YOUR GOAL :: Write the data out again exactly and in full.

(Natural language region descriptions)

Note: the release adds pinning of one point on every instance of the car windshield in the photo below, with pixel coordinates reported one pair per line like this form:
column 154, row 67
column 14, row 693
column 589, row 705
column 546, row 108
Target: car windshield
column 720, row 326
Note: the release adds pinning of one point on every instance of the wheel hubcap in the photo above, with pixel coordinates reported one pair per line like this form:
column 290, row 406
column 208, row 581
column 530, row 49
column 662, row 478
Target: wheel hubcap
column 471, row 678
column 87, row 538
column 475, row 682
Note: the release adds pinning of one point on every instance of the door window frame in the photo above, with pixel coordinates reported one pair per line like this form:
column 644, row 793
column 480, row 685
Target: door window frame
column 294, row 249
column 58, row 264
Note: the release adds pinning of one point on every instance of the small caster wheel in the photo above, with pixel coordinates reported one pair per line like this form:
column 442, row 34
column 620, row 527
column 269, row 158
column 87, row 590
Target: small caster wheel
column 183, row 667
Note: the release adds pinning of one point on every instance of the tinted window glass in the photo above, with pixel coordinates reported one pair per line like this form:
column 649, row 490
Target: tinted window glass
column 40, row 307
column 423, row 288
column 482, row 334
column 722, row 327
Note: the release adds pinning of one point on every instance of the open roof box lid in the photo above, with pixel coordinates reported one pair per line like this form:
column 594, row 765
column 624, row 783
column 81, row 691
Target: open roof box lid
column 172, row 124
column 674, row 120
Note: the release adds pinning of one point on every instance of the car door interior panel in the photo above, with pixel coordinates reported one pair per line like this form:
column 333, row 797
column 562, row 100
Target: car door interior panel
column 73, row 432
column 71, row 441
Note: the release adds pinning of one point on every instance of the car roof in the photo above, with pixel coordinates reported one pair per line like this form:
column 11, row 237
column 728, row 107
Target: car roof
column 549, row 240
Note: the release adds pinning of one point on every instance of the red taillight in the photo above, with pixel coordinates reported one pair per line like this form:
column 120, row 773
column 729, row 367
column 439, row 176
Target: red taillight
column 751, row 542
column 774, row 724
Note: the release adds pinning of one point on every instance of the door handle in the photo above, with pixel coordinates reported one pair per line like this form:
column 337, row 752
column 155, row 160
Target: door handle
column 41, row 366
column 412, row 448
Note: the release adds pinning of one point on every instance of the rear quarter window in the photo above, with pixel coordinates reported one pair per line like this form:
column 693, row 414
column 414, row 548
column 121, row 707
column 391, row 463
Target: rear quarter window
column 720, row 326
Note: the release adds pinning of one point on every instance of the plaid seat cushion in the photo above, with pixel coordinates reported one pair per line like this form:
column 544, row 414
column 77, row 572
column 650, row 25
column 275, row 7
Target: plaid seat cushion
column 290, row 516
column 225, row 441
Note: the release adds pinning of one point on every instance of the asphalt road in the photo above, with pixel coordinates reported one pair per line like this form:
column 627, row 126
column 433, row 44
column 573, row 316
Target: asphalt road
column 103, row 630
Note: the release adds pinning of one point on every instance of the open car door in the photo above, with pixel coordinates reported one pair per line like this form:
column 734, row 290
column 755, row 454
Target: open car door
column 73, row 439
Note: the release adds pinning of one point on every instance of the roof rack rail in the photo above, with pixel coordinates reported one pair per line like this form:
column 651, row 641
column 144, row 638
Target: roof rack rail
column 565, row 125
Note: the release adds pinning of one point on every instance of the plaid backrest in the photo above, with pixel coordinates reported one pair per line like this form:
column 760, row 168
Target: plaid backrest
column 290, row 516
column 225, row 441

FINAL ANSWER ::
Note: the release adds pinning of one point on every instance of the car windshield in the photo below, with pixel coordinates reported one pair per line like this form:
column 154, row 67
column 14, row 693
column 589, row 705
column 546, row 108
Target: car windshield
column 720, row 326
Note: the release adds pinning of one point on every instance of the wheel hubcap in the photo above, with pixel coordinates reported one pair per line like this form:
column 290, row 406
column 208, row 581
column 530, row 49
column 662, row 478
Target: wheel hubcap
column 471, row 678
column 87, row 538
column 475, row 682
Note: the release adds pinning of one point on every instance of the door window frame in the photo above, with pixel coordinates reported one pair per line like this form:
column 644, row 793
column 480, row 685
Target: door window frame
column 294, row 249
column 58, row 264
Note: the release adds pinning of one point on every instance of the small caster wheel in the photo above, with pixel coordinates reported one pair per line like this form:
column 442, row 34
column 620, row 527
column 269, row 158
column 87, row 590
Target: small caster wheel
column 183, row 667
Note: the release adds pinning of one point on every instance of the tinted window glass in the photo above, with pixel coordinates reported one pair per line like this form:
column 649, row 490
Target: tinted window glass
column 40, row 307
column 423, row 288
column 482, row 334
column 722, row 327
Note: the release adds pinning of one point on every instance of the open roof box lid in the photo above, with pixel coordinates reported one pair per line like this form:
column 594, row 765
column 624, row 783
column 81, row 691
Target: open roof box lid
column 172, row 124
column 674, row 120
Note: the release adds pinning of one point on every instance of the car door interior panel in the photo above, with pixel coordinates reported one pair per line like this form:
column 333, row 797
column 562, row 100
Target: car door interior panel
column 73, row 432
column 71, row 441
Note: the release adds pinning of one point on every instance of the car roof in the photo above, with pixel coordinates reported one pair per line like this form:
column 11, row 237
column 728, row 107
Target: car roof
column 549, row 240
Note: the release adds pinning of one point on every instance of the red taillight in the photo above, with pixel coordinates reported one pair per line like this form:
column 120, row 773
column 729, row 367
column 439, row 176
Target: red taillight
column 751, row 542
column 774, row 724
Note: the release adds pinning of one point on every instance of the door handle in the photo above, with pixel coordinates reported one pair per line like this form:
column 337, row 752
column 155, row 160
Target: door handle
column 41, row 366
column 412, row 448
Note: the release adds pinning of one point on every instance of the rear quarter window in the photo above, with pixel coordinates reported one pair per line like this form:
column 693, row 414
column 414, row 548
column 121, row 707
column 391, row 463
Target: rear quarter window
column 720, row 326
Note: the release adds pinning of one point on every instance of the plaid seat cushion in the photo above, with pixel coordinates reported one pair per line like this form:
column 544, row 414
column 77, row 572
column 650, row 25
column 275, row 7
Target: plaid seat cushion
column 290, row 516
column 225, row 441
Note: the release adds pinning of one point on every instance of the asphalt road in the photo above, with pixel coordinates reported one pair per line like this form:
column 627, row 126
column 433, row 44
column 573, row 316
Target: asphalt road
column 103, row 630
Note: the release adds pinning of one point on every instance of the open car door in the photo above, with pixel coordinates reported one pair per line like this form:
column 734, row 290
column 755, row 454
Target: open car door
column 73, row 439
Note: the release adds pinning of one point on every instance of the roof rack rail in the photo above, with pixel coordinates reported one pair per line like this form:
column 651, row 641
column 144, row 638
Target: roof rack rail
column 565, row 125
Note: the release adds pinning of one point on every instance of the plaid backrest in the photo above, with pixel coordinates reported one pair per line like this form:
column 760, row 168
Target: plaid backrest
column 290, row 516
column 225, row 441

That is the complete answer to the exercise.